TEXT EXCERPT -
* begin *
Let $x,y,z$ be integers. If exactly two of the three integers $x,y,z$ are even, then $3x + 5y + 7z$ is odd.

The contrapositive of the statement above would be:

Let $x,y,z$ be integers. If not ($3x + 5y + 7z$ is odd), then not (exactly two of the three integers $x,y,z$ are even).

I am under the impression that we can then ‘distribute’ the not like so:

Let $x,y,z$ be integers. If $3x + 5y + 7z$ is not odd, then exactly none, one, or all three of the three integers $x,y,z$ are even.

(we could replace ‘not odd‘ with ‘even’ as well.) If the aforementioned contrapositive is done incorrectly, please let me know.

One may mistake the contrapositive to instead be:

Let $x,y,z$ be integers. If $3x + 5y + 7z$ is not odd, then exactly two of the three integers $x,y,z$ are even.
* end *
THE EXERCISE -
Answer these from the contrapositive text:
1. In the hypothesis of the original statement, how many of x, y, z are even?
2. What word could replace "not odd"?
3. In the mistaken contrapositive, what follows when 3x + 5y + 7z is not odd?
The lines that come next are separate material, unrelated to the contrapositive text.

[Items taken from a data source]
* begin *
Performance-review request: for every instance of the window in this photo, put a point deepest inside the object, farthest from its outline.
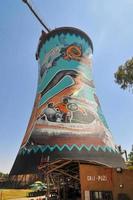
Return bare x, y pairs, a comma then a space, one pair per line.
101, 195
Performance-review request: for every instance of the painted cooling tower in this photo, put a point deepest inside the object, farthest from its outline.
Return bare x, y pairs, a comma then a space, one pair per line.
67, 121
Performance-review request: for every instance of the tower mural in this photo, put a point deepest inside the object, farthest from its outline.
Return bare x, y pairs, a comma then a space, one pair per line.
67, 120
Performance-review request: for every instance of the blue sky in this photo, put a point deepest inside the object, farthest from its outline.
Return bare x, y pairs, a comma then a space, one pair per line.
108, 23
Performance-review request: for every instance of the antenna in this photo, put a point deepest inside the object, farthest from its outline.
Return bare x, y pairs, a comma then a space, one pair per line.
36, 15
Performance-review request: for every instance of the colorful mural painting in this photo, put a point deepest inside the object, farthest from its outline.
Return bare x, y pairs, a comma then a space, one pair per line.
67, 116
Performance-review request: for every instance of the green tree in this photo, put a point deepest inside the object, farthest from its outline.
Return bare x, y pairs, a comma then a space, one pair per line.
130, 155
124, 75
130, 160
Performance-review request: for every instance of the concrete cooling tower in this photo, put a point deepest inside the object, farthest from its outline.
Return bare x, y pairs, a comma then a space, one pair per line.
67, 121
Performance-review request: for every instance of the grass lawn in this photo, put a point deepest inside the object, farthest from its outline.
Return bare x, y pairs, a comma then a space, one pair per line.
6, 194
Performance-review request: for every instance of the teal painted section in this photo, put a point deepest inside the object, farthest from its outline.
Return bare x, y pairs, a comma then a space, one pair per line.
63, 84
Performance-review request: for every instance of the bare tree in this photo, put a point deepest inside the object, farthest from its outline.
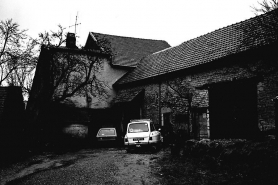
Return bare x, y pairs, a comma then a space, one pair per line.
75, 74
18, 56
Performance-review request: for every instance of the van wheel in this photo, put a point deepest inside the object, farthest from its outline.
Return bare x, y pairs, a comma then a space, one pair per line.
128, 150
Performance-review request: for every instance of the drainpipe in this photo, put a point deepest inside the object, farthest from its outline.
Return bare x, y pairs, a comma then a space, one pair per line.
276, 116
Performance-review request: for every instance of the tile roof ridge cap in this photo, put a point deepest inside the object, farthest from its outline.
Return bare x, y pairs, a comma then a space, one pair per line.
230, 25
127, 37
163, 50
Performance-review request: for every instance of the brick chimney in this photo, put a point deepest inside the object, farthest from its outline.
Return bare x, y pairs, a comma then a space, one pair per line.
71, 40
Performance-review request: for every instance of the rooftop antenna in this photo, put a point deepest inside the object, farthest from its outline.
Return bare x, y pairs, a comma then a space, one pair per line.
76, 24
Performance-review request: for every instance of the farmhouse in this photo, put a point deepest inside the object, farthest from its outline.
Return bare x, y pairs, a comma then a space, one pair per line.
73, 87
218, 85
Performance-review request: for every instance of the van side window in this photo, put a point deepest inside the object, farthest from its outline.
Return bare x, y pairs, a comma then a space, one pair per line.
152, 127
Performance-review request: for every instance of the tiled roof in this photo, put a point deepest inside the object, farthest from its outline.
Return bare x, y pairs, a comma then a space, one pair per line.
127, 51
229, 40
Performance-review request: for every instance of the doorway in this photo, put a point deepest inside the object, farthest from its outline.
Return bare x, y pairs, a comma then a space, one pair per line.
233, 109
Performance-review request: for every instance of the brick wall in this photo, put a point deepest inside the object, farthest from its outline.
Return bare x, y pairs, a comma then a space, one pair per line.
228, 69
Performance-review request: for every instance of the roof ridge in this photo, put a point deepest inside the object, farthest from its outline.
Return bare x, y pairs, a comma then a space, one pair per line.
130, 37
231, 25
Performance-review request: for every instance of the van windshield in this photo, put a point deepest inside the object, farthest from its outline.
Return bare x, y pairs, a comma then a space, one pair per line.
138, 127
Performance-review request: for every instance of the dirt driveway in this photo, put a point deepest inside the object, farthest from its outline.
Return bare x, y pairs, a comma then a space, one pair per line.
90, 166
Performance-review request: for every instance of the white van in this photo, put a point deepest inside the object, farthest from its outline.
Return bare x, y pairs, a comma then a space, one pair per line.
140, 133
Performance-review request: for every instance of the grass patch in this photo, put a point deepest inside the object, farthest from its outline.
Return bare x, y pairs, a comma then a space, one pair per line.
222, 162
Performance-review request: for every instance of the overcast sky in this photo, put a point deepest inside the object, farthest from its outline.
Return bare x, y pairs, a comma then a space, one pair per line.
174, 21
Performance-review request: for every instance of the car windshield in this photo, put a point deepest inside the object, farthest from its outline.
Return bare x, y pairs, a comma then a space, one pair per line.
138, 127
107, 132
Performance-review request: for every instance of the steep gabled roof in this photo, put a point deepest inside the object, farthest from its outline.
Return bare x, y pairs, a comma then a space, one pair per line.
127, 51
232, 39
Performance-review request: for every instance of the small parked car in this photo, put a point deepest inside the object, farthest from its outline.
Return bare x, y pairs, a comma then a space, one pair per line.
107, 136
142, 133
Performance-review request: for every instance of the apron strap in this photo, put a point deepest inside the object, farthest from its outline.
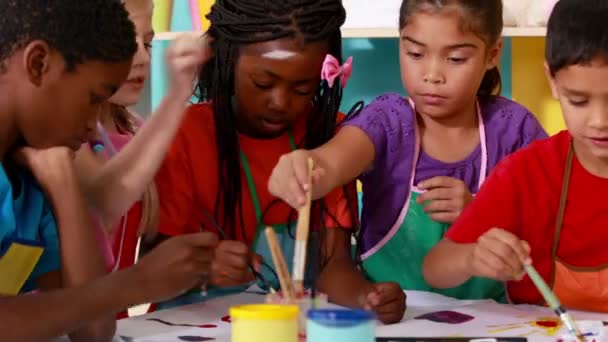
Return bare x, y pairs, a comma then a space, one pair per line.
250, 183
562, 207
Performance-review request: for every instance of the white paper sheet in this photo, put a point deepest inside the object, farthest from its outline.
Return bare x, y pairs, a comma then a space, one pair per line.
490, 319
362, 14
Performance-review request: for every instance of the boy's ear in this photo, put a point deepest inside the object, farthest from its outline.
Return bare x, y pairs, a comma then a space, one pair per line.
551, 80
495, 54
36, 61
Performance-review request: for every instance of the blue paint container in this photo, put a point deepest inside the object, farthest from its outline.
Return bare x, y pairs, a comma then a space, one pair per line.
331, 325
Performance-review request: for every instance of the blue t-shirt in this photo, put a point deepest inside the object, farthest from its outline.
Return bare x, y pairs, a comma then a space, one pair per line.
27, 216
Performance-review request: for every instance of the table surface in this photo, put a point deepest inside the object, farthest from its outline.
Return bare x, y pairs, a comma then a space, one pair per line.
487, 319
207, 321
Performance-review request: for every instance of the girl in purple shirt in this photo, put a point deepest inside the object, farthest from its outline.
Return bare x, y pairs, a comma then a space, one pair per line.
422, 158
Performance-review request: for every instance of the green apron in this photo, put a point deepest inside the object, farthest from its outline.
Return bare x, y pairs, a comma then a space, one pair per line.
285, 234
399, 256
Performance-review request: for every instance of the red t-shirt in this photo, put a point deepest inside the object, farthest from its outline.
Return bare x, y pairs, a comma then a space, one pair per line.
188, 179
522, 196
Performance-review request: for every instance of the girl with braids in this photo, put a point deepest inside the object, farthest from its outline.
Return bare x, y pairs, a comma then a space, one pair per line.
262, 96
421, 158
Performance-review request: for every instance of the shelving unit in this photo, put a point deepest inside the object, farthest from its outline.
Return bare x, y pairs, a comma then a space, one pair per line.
394, 33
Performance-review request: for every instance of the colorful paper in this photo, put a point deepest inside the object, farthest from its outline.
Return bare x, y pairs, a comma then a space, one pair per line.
161, 19
204, 8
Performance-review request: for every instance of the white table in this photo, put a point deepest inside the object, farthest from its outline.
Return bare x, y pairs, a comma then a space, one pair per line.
491, 319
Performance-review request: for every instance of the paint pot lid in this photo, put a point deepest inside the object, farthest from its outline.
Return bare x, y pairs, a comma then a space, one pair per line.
264, 312
340, 317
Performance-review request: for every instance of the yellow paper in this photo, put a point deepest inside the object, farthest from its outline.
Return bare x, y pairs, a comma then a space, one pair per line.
16, 265
205, 6
161, 19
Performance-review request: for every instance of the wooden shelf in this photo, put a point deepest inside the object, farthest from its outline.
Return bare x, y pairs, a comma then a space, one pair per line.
394, 33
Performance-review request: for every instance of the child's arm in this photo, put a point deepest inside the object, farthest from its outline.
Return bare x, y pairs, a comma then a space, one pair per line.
348, 154
171, 269
339, 277
345, 285
121, 181
497, 255
472, 247
80, 258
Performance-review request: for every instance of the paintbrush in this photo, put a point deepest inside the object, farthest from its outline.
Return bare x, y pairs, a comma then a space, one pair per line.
222, 235
553, 302
302, 230
280, 264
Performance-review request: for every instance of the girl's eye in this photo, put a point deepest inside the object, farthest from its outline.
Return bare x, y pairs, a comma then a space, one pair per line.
263, 86
457, 60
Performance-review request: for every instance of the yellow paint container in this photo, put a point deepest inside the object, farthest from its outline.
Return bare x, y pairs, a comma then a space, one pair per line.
264, 323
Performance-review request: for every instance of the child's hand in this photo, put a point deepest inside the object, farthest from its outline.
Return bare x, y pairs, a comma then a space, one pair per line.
231, 264
185, 57
289, 178
499, 255
176, 266
51, 167
447, 198
387, 300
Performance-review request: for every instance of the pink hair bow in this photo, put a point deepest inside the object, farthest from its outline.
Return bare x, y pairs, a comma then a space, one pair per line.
332, 70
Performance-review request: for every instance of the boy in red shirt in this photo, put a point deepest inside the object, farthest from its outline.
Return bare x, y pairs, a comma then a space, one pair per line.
545, 204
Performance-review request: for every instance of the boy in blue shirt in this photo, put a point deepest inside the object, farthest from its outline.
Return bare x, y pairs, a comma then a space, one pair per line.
60, 60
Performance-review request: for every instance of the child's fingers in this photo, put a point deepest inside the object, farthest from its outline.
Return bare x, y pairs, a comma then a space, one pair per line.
528, 250
317, 174
299, 163
500, 258
514, 243
437, 182
444, 217
296, 196
373, 299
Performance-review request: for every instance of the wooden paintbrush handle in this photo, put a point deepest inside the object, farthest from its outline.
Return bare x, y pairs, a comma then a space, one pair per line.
280, 264
302, 231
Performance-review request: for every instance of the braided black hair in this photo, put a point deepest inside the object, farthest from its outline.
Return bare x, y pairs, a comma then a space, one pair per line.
483, 17
80, 30
239, 22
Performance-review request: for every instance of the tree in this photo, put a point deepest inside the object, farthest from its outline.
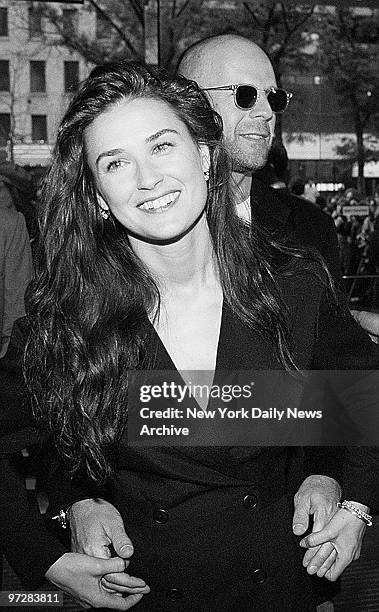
* end *
FINISHED EXERCISE -
1. Exactly two.
2. Even.
3. Exactly two of the three integers x, y, z are even.